Task requirements
Your copy of the material must match it exactly, except that pictures are dropped.

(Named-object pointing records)
===
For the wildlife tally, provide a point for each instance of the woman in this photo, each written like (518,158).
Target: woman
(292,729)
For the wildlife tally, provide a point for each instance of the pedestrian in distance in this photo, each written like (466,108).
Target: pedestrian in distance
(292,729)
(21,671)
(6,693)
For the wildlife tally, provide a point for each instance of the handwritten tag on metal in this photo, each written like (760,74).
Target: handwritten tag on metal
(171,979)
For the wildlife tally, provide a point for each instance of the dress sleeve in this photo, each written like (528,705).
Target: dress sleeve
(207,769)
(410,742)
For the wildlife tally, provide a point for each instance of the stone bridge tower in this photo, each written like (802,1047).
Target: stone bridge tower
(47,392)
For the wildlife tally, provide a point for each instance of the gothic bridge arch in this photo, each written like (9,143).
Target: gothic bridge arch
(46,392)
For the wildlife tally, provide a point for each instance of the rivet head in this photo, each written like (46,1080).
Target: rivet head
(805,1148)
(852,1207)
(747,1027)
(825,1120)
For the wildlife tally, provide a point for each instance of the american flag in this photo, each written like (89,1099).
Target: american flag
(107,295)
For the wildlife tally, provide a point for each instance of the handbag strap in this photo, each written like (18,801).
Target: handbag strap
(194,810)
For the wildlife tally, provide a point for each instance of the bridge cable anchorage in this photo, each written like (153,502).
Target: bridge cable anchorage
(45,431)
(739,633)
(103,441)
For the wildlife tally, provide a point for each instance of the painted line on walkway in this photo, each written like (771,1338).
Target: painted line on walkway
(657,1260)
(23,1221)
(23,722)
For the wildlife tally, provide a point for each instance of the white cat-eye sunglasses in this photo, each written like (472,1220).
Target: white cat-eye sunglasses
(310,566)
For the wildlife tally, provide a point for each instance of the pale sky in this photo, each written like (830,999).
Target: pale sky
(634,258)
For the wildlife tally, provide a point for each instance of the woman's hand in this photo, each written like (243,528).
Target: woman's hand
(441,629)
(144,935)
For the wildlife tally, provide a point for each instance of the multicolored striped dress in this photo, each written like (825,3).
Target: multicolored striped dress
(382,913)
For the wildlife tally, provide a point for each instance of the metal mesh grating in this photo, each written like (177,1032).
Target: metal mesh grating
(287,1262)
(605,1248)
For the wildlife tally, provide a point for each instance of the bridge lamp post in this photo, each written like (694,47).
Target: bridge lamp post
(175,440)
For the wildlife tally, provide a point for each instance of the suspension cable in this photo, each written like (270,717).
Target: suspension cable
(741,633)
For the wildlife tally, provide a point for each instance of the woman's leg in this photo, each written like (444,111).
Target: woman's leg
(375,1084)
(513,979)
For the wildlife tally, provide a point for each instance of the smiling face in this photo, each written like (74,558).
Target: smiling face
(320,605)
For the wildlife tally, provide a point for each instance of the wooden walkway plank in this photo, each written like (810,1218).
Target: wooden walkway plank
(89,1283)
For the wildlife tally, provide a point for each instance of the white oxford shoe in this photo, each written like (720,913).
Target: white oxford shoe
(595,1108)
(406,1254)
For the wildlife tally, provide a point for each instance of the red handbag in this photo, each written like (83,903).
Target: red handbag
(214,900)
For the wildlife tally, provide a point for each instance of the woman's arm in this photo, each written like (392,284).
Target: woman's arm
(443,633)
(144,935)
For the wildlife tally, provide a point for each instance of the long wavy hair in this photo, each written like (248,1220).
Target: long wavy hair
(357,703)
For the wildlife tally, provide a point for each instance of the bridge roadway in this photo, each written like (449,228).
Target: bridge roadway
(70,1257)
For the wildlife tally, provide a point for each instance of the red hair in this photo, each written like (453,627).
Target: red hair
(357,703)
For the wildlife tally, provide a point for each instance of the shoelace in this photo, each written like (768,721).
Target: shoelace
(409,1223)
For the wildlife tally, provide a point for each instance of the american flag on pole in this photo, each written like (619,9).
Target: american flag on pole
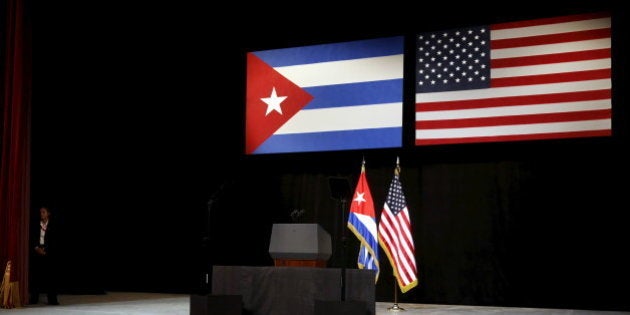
(394,235)
(538,79)
(362,222)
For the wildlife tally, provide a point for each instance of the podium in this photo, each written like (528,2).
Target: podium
(299,245)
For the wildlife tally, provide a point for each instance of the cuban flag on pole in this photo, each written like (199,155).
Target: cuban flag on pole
(362,222)
(328,97)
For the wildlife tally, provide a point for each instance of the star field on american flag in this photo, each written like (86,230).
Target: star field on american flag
(395,197)
(453,60)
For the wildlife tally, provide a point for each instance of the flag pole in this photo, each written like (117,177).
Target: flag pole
(396,307)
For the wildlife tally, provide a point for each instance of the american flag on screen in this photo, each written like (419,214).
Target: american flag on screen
(338,96)
(394,235)
(539,79)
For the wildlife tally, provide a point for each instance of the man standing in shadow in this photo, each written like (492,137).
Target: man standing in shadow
(44,258)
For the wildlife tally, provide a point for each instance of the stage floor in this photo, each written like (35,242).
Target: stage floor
(135,303)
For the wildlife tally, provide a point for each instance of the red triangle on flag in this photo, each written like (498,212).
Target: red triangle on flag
(261,82)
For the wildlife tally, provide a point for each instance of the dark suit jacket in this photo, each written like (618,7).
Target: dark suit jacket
(50,238)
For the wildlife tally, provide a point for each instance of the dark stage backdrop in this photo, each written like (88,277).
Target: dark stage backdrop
(145,128)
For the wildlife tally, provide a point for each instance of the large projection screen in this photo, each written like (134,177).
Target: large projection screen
(325,97)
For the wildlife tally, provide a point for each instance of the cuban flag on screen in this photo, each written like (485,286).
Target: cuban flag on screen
(339,96)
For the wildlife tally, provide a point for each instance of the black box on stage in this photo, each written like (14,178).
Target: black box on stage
(340,308)
(216,304)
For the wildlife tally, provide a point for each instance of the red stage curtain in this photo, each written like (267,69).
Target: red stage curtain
(15,103)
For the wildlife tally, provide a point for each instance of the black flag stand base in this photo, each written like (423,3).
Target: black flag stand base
(395,307)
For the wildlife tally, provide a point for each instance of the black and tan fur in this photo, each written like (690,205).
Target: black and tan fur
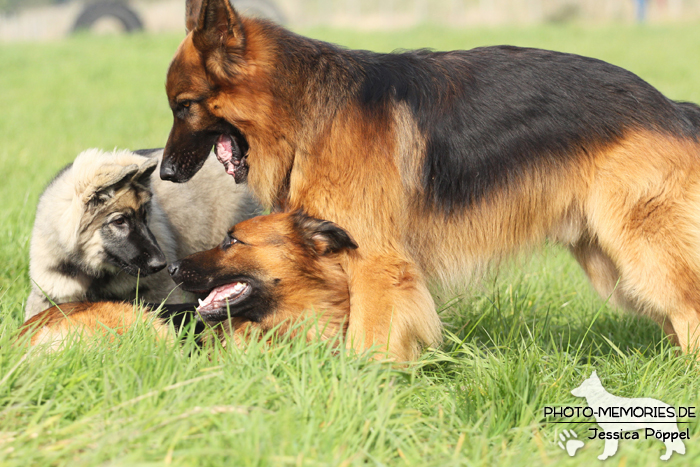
(291,262)
(440,163)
===
Complete response
For the wildlife tally, provide a point for each instance of the woman in this photo, each written like (518,158).
Target: woman
(292,729)
For the wildlife tally, provide a point for each instance of the pedestrian in distance in this photo, each written like (466,108).
Target: pedestrian in distance
(292,729)
(21,671)
(6,693)
For the wildlife tally, provide a point for each instance of the handwritten tag on metal in this photo, each written like (760,74).
Target: handwritten tag on metal
(171,979)
For the wildlife tally, provide a point for each instance of the dress sleeve in this photo, each written like (528,705).
Target: dress sleeve
(207,769)
(410,742)
For the wildlife tally, provide a point for each instance of the stone bridge tower in this photo, each written like (802,1047).
Target: stone bridge tower
(47,392)
For the wildlife tally, provide a point for each instance of the gothic bridge arch in this photo, each written like (9,143).
Target: gothic bridge arch
(46,392)
For the wildlife tally, provide a point for each instance of the rivet head in this photo, each written like (46,1080).
Target: rivet head
(805,1148)
(852,1207)
(747,1027)
(825,1120)
For the wildlife tally, provide a point for each instance of the american flag in this photo, each written like (89,1099).
Target: american flag
(107,295)
For the wildlife tally, provide a point for each instance of the handbag strap in this photo, each written like (18,801).
Target: handbag strap
(194,810)
For the wildlife tally, provide a point for each instance of the bridge cable anchorage in this photo, each written like (153,502).
Target: bridge cable anchorage
(45,431)
(739,633)
(103,441)
For the wildlife tally, provide a point for each instance of the painted line on walkway in this photo, each written like (771,1338).
Target: painted line on walkway
(657,1260)
(23,1221)
(23,722)
For the wildlife tally, provide a point for each instance of the white cat-eye sunglasses in this photo, each written like (472,1220).
Target: white cat-eye sunglasses
(310,566)
For the wildlife tally, provide a point for each instance of the pale sky in this photo, each written like (830,999).
Target: pale sky
(634,258)
For the wildlife tally, provide a point for each instance of the woman's hand in this photo, each written like (243,528).
Target: woman's hand
(441,629)
(144,935)
For the wildlife tally, provide a point for each instance of the multicolored striped dress in this photo, each written like (825,3).
Target: multicolored striped dress
(382,913)
For the wildlife tally, provide a point for each instance of the metal mesh grating in this photo, each written like (177,1032).
Target: metal mesh grating
(287,1262)
(605,1248)
For the wildlife tally, provide a point for each instance of the bridge lamp post in this photo, each written like (694,47).
Target: bridge lamp post
(175,440)
For the wildlife tally, provide a point for each instance of the suspension cable in this photo, each written like (270,717).
Target: suspension cable
(741,633)
For the wildlife tally, provide a point for each instance of the woman's leg in this photo, each written like (444,111).
Target: woman's leg
(375,1084)
(513,979)
For the wildlife tally, provide a point for each instance of the smiling face in this photo, each written like (74,558).
Target: smiling face
(320,605)
For the wildlife tally, provide a point for each instance of the wooden walkway plank in this photo, each written like (810,1218).
Target: wooden walkway plank
(89,1283)
For the wildlife tally, provide a point for each instance of the white oxford shoe in this photo, each written like (720,913).
Target: white oxford shoe
(595,1108)
(406,1254)
For the wildlife tally, provide a point for each instance of the red handbag in this photo, each written like (83,903).
Target: red handbag
(214,900)
For the wildlife tally, provide a point for each instance of the woman's arm in this photo, each written like (392,284).
Target: woman's arm
(443,633)
(144,935)
For the wildlife tally, provide a point for each instance of the long wavy hair in this photo, each written like (248,1220).
Target: long wavy hair
(357,703)
For the wildlife tally, provide a point for each instance of the bridge roadway in this photo, each written like (449,228).
Target: bridge roadway
(70,1257)
For the wildlife tally, provide a point for each instance of the red hair in this photo, each written like (453,627).
Target: red hair
(357,703)
For the wildlife tally, provide a point for each instance of the shoelace in this photo, each written like (768,721).
Target: shoelace
(409,1223)
For the wildlife tally, provide a point for each instance of the american flag on pole in this photo, each written like (619,9).
Target: american flag on pole
(394,235)
(538,79)
(362,222)
For the wildlife tally, provide a point for each instance of the podium in this photo, each written like (528,2).
Target: podium
(299,245)
For the wildlife tally, provide a point for each instance of the cuban flag on pole in this photo, each written like (199,155).
Target: cuban flag on pole
(362,222)
(328,97)
For the wildlife tally, provide a point for each instance of the star field on american flag in this photo, each written like (86,230).
Target: star field on american flag
(395,197)
(453,60)
For the wildlife tally, provide a point for each instance of the flag pole in this photo, each written like (117,177).
Target: flag pole
(396,307)
For the wildlife tally, provide a point for each instance of the american flag on screen in this photo, each written like (419,214).
Target: american flag on screen
(338,96)
(394,235)
(539,79)
For the wildlife tally, provide a point for each instance of the man standing in shadow in this photo, each written like (492,137).
Target: man standing in shadow
(44,258)
For the wildlife tally, provide a point for each instance of the stage floor in this photo, each written like (35,242).
Target: stage floor
(135,303)
For the wildlife tally, provide a point for each instance of the red triangle on flag in this photo, each written like (498,212).
Target: red triangle on flag
(261,82)
For the wildlife tally, provide a point for each instance of the dark suit jacket in this photo, each written like (618,7).
Target: dark suit jacket
(50,238)
For the wildlife tally, provide a point for each instance of the dark stage backdrop in this photo, each written like (88,277).
Target: dark stage backdrop
(145,128)
For the wildlife tally, provide a point for each instance of the large projection screen in this photo, each written like (134,177).
Target: large projection screen
(325,97)
For the wildlife tally, provide a point for each instance of the cuban flag on screen in this photo, each written like (485,286).
Target: cuban flag on screen
(339,96)
For the wildlife tally, provide a point for each instance of the black box on stage in this photo, each written like (14,178).
Target: black box on stage
(340,308)
(216,304)
For the wildlife tally, provide a point for each instance of the red stage curtain in this photo, each written like (267,69).
Target: red stage curtain
(15,103)
For the wildlife tally, provide a point for each instance of the black flag stand base in this photo, each written like (423,3).
Target: black flag stand base
(395,307)
For the wildlife tally, provide a point for each instance of the black and tan fur in this photo, each written like (690,205).
Target: black and tan fur
(291,262)
(440,163)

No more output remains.